Exercise: Pick out each line of the records containing the string "directive", and copy those lines. Match the case exactly.

Data:

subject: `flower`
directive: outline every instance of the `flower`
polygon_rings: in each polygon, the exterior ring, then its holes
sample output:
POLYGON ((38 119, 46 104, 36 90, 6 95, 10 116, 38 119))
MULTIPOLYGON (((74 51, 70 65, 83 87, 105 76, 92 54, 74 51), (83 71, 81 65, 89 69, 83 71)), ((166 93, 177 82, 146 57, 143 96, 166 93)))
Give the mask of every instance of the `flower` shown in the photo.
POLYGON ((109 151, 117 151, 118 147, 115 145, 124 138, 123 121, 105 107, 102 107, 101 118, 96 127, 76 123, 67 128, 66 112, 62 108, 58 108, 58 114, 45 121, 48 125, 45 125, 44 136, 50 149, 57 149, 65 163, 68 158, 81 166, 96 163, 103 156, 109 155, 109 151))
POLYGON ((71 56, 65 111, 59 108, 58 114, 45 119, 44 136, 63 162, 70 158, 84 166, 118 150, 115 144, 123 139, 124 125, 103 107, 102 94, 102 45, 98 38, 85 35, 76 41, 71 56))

--

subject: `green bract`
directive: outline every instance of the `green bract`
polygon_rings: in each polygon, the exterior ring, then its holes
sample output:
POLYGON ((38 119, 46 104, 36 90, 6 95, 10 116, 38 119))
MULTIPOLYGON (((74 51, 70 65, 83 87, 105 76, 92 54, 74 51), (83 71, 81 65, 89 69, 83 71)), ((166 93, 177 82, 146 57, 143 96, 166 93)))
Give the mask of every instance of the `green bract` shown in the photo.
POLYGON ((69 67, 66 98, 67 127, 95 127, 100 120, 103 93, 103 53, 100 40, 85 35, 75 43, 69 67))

Written response:
directive: outline every instance of the `flower`
directive: outline every instance of the `green bract`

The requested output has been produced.